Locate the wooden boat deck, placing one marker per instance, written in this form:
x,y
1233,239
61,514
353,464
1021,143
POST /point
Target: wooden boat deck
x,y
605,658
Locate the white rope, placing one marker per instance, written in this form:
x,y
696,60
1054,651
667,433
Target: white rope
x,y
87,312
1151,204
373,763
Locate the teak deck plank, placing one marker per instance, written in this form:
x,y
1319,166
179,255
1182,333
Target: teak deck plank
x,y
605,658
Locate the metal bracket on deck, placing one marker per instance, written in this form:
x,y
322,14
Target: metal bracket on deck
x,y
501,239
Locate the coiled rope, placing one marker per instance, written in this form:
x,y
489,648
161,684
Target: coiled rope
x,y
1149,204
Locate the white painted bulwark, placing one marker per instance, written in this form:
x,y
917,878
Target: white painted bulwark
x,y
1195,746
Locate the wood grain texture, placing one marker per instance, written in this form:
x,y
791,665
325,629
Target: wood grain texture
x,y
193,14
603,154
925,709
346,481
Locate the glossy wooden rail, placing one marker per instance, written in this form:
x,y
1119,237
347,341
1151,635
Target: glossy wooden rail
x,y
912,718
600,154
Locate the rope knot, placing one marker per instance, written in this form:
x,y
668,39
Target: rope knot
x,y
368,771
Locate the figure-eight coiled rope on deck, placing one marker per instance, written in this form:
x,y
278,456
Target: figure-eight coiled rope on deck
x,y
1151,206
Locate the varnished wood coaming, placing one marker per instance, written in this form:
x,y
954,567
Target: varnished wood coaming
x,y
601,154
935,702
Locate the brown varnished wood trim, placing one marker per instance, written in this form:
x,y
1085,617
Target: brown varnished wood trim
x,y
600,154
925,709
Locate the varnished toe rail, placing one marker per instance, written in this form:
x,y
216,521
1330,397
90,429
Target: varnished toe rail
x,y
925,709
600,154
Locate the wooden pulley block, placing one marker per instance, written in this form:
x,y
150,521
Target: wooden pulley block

▬▬▬

[Description of the task]: Looking at the records, report the number of lines that hold the string "pulley", with no other text.

[Answer for this exercise]: 2